- **Aim 1**: In the deterministic policy documentation, what activation does the output layer of the default network use?
- **Aim 2**: Render this sentence from the deterministic policy documentation in Spanish: "The output layer uses a Tanh activation to bound the actions."
- **Aim 3**: From the deterministic policy documentation, reproduce everything from "action_shape (int) –" down to "Lower bound of the action space.".

- **Quoted passage**:
*-*-*
Deterministic Policy

Deterministic Policy Class

class modularl.policies.DeterministicPolicy(observation_shape: int, action_shape: int, high_action: float, low_action: float, network: Module | None = None, use_xavier: bool = True, **kwargs: Any)[source]

Bases: AbstractPolicy

Deterministic Policy for continuous action spaces.

Parameters:

observation_shape (int) – Dimension of the observation space.
action_shape (int) – Dimension of the action space.
high_action (float) – Upper bound of the action space.
low_action (float) – Lower bound of the action space.
network (nn.Module, optional) – Custom neural network to represent the policy. If None, a default network is used. Defaults to None.
use_xavier (bool, optional) – Whether to use Xavier initialization for weights. Defaults to True.

Note

If no custom network is provided, a default network is created with three linear layers and ReLU activations. The output layer uses a Tanh activation to bound the actions. If a custom network is provided, it should be headless, meaning that this class will add an additional linear layer on top of the provided network for the policy output, with input size equal to the output features of the last layer in the provided network.

forward(batch_observation)[source]

Forward pass of the policy network.
*-*-*
- **Data lines**:
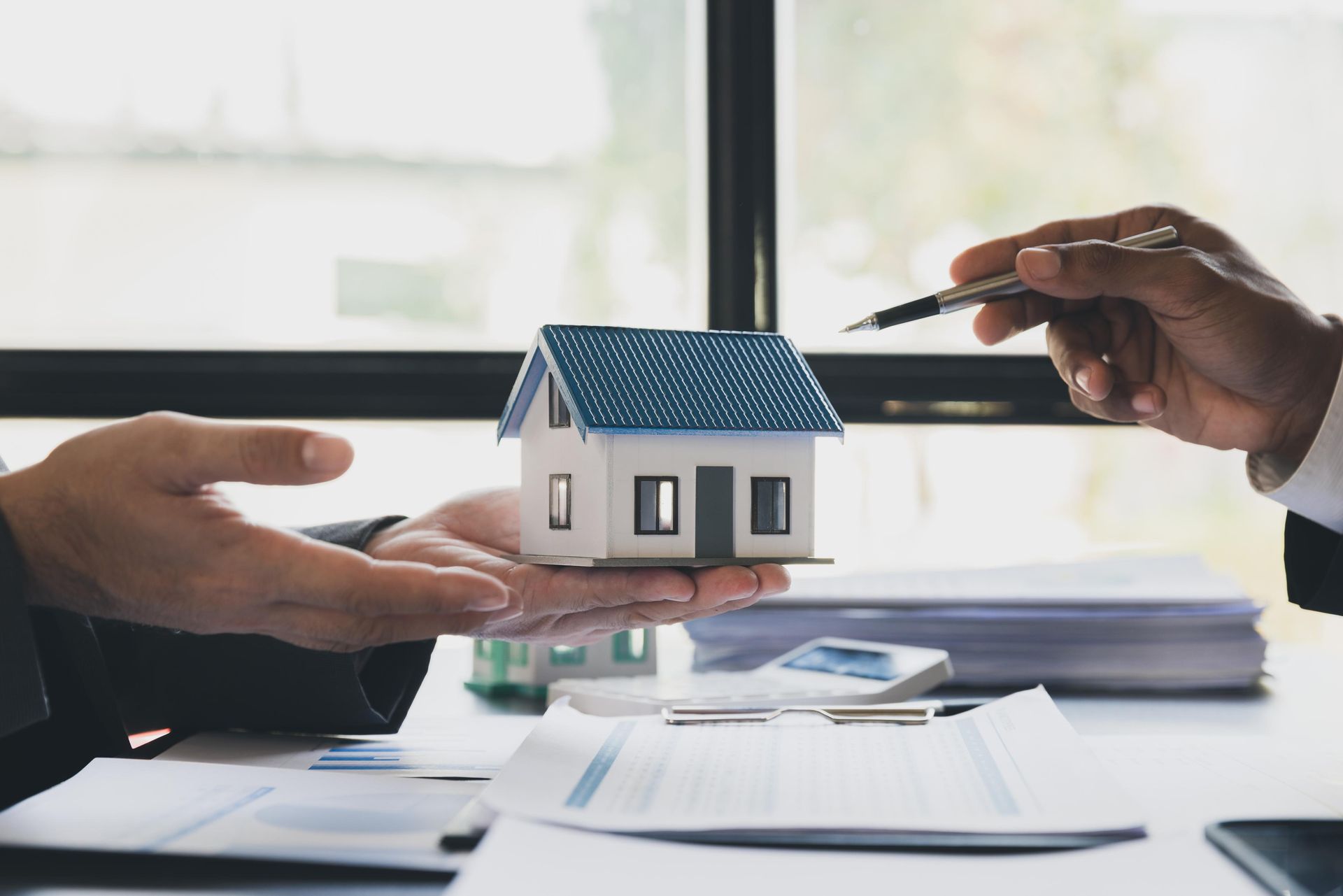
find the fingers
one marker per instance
*-*-*
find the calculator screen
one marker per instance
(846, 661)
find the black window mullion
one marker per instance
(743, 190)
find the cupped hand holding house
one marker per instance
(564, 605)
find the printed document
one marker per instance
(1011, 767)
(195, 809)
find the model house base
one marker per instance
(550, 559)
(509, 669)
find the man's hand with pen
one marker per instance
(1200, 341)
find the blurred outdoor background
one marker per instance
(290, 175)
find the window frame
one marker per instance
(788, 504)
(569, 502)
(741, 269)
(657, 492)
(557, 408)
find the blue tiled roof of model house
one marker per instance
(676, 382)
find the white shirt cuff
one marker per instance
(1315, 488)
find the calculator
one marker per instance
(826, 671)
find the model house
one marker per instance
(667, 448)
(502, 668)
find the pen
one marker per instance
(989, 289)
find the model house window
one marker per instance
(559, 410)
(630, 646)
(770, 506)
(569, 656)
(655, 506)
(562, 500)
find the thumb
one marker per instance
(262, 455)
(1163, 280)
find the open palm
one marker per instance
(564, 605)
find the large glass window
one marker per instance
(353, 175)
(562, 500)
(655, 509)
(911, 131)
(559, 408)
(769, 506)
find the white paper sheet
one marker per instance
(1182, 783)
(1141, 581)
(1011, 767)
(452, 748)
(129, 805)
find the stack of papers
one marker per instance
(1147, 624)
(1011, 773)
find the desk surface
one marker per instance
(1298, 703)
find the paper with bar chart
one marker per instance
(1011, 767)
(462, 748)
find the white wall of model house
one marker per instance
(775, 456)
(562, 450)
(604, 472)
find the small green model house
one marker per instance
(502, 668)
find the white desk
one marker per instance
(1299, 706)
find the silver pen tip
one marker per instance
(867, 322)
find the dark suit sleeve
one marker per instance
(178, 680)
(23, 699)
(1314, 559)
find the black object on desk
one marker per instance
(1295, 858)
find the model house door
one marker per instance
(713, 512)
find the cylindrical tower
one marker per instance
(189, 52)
*-*-*
- **Exercise result 1**: A Tanh activation.

- **Exercise result 2**: La capa de salida utiliza una activación Tanh para acotar las acciones.

- **Exercise result 3**:
action_shape (int) – Dimension of the action space.
high_action (float) – Upper bound of the action space.
low_action (float) – Lower bound of the action space.